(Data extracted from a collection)
□ □ □ □

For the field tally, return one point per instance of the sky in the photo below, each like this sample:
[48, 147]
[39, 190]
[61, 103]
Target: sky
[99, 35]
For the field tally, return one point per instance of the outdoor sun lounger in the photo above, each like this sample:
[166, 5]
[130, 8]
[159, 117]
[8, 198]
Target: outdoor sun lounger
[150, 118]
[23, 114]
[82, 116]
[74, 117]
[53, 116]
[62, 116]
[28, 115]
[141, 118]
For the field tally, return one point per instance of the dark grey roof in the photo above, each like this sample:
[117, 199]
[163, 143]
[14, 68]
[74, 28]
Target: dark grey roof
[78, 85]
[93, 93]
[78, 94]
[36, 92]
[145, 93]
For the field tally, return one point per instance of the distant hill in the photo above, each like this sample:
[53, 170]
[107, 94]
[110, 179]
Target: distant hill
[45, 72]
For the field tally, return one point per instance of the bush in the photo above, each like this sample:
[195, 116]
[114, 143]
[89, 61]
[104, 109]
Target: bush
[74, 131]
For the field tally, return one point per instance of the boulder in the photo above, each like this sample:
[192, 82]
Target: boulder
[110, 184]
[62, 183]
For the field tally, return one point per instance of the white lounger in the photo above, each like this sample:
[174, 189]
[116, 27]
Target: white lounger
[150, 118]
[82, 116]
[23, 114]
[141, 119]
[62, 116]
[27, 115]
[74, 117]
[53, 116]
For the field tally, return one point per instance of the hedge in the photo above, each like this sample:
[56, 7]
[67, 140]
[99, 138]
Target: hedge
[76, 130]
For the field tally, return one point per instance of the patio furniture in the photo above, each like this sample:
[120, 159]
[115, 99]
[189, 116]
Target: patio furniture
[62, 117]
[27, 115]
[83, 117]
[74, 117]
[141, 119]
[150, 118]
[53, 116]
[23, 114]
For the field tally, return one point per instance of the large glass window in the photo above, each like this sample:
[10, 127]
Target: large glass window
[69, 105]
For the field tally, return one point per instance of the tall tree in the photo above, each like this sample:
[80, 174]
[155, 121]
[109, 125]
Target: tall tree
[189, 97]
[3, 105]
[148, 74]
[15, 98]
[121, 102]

□ □ □ □

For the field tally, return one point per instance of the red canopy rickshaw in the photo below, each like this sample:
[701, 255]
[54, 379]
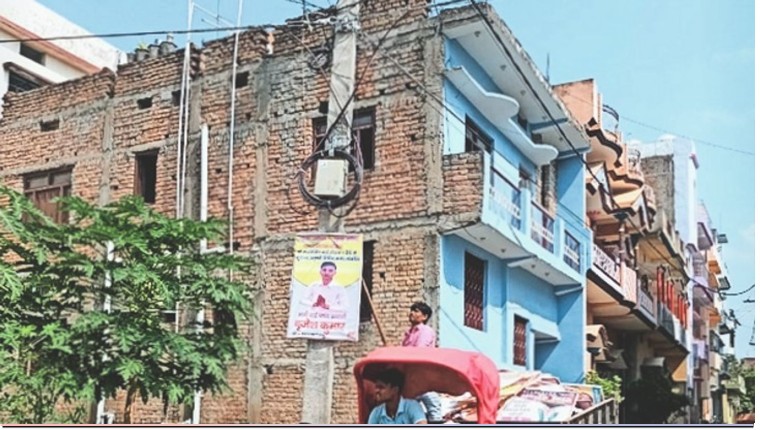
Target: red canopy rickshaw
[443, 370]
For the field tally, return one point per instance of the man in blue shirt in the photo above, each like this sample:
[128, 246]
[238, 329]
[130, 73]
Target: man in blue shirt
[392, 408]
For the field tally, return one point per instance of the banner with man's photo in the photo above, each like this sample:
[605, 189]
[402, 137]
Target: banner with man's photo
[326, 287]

□ □ □ □

Please report every line of the records above that contains the word "below".

For the field tally, return one point per instance of the sky in the photo below, each like this sample:
For the field tally, return one point per instance of the red canopy rickshaw in the photo below, each like this sample:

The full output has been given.